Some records
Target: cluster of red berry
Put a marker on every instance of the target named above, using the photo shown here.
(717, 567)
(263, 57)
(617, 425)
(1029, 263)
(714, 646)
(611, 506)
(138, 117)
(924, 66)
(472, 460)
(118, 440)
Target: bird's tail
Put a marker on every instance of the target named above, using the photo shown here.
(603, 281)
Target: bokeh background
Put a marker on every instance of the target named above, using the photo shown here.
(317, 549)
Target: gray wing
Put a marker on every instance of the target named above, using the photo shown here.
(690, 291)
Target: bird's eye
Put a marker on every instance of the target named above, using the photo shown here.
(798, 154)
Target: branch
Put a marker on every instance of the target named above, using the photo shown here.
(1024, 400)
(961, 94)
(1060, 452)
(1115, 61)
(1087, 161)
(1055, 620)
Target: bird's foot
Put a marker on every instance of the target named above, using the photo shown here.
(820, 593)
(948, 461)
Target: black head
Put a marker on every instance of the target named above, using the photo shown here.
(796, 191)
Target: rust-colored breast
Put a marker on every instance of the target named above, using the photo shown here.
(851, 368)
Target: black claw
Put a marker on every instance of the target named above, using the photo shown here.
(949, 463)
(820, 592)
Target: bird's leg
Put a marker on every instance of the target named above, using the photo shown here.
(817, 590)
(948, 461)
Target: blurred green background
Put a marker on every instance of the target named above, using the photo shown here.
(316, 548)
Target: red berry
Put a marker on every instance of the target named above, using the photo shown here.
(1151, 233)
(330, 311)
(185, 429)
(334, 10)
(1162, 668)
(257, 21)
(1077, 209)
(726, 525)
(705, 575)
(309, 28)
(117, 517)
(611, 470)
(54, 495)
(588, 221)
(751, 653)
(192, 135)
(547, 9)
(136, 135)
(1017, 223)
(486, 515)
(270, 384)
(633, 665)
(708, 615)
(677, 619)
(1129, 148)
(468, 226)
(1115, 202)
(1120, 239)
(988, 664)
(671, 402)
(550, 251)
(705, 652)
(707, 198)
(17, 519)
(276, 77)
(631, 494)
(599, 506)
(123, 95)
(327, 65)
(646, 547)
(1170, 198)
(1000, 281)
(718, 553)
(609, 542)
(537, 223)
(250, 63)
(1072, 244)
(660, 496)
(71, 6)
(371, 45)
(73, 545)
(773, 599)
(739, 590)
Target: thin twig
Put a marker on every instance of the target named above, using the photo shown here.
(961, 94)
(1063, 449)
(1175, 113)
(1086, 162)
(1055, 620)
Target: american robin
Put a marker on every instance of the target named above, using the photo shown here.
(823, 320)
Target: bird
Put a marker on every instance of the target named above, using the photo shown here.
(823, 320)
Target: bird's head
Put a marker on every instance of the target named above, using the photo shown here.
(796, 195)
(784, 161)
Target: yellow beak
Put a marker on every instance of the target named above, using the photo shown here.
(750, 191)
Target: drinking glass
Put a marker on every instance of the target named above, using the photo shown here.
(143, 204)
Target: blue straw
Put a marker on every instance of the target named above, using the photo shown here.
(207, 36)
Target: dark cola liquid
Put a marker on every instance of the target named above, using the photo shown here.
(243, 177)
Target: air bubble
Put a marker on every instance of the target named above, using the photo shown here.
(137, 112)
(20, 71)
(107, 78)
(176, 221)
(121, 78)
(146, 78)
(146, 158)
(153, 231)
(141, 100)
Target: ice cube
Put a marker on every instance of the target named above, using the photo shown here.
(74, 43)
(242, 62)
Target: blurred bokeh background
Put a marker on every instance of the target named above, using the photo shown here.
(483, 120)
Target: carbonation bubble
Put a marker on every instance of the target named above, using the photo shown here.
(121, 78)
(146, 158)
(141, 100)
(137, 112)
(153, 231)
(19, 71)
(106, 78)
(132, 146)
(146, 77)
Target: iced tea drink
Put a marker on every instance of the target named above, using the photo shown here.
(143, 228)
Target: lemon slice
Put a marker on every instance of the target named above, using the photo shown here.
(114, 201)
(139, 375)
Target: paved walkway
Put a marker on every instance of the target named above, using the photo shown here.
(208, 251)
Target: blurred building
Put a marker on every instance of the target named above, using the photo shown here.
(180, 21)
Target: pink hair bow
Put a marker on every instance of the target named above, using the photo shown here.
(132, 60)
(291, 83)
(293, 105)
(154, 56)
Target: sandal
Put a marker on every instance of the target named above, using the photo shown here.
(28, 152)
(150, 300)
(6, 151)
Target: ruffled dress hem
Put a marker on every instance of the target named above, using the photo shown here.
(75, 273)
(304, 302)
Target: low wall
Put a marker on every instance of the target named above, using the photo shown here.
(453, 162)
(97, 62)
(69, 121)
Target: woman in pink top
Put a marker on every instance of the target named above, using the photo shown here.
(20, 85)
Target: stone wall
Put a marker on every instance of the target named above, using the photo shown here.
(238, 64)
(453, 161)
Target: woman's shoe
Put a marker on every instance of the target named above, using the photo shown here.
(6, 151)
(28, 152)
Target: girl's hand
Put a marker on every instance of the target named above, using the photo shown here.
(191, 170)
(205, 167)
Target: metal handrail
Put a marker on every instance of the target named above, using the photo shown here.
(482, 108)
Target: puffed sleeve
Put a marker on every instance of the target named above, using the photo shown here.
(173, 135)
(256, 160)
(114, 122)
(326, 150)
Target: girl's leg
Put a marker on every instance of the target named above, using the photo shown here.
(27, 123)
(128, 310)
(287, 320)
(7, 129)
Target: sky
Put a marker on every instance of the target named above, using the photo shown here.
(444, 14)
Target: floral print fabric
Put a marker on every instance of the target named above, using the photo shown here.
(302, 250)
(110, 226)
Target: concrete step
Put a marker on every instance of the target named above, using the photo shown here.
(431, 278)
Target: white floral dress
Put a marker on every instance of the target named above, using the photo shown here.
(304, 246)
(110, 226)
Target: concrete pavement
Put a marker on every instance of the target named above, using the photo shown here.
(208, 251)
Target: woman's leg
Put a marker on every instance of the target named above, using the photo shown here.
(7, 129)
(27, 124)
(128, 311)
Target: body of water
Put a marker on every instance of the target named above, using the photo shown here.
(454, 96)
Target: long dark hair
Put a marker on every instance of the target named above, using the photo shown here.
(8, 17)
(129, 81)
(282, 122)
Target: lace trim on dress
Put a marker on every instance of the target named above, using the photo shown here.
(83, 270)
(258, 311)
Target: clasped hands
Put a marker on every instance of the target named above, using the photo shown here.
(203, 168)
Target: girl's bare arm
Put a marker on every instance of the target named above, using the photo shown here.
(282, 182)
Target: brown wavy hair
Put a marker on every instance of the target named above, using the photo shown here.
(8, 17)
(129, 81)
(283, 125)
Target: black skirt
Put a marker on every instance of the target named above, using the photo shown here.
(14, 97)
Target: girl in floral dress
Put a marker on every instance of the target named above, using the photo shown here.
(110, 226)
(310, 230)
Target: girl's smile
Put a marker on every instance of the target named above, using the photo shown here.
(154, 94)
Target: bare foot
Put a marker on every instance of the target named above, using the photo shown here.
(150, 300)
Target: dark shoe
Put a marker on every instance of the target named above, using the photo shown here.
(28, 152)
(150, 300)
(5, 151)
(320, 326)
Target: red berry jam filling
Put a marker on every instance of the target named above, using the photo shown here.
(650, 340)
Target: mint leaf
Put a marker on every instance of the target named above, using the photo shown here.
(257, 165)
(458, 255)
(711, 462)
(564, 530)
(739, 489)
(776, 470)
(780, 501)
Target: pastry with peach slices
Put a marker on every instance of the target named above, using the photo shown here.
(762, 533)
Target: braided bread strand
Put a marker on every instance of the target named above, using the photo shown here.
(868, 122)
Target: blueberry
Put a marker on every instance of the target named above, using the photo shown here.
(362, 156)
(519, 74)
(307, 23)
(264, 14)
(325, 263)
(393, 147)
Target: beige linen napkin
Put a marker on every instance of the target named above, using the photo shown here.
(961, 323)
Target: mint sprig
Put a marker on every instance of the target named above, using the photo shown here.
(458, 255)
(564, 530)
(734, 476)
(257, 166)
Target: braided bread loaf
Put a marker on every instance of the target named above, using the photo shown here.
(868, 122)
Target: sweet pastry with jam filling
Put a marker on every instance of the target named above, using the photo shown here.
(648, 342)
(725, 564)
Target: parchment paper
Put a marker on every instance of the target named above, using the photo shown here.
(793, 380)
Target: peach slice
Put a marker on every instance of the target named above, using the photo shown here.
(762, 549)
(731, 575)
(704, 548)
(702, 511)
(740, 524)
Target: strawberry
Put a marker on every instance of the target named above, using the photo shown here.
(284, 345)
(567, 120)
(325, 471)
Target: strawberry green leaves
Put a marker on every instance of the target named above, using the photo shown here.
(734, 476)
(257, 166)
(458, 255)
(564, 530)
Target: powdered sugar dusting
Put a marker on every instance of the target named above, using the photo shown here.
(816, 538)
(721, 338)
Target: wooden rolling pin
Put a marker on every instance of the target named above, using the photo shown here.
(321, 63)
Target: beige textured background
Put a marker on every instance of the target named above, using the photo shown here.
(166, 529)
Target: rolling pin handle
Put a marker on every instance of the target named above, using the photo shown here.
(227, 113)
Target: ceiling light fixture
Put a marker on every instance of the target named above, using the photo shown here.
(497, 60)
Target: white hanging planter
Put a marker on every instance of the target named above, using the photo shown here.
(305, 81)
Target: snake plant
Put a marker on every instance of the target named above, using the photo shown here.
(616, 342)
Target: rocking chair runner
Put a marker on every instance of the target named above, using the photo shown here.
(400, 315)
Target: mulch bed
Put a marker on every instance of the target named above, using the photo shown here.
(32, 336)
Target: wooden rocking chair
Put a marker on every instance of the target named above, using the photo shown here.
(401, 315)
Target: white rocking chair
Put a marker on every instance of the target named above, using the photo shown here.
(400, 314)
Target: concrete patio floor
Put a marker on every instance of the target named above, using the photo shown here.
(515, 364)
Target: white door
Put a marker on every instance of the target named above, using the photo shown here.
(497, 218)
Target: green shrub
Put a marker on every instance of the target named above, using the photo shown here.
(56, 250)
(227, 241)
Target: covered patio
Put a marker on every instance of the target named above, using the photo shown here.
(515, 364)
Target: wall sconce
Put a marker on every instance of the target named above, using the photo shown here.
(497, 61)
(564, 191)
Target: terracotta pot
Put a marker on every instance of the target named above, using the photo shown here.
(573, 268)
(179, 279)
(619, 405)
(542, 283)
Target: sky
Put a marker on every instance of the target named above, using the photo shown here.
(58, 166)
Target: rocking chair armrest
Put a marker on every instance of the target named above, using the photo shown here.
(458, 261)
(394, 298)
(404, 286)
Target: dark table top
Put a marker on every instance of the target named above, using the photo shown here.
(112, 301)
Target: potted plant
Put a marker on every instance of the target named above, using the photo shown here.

### Work instructions
Output the line that contains "Target: terracotta pot", followed by every later line in the listing, with no line omitted and none added.

### Result for this exercise
Target: terracotta pot
Put a marker on every instance of the target named above, using the photo shown here.
(573, 268)
(179, 279)
(619, 405)
(542, 283)
Target: sky
Put a marker on every instance of the target named above, using the photo shown here.
(58, 166)
Target: rocking chair armrest
Put a marker on every instance of the target named above, using the photo shown here.
(458, 261)
(394, 298)
(404, 286)
Target: dark table top
Put a marker on every instance of the target named above, using the photo shown here.
(112, 301)
Target: potted plant
Put a marker on every instance of the target named above, using the photo shown here.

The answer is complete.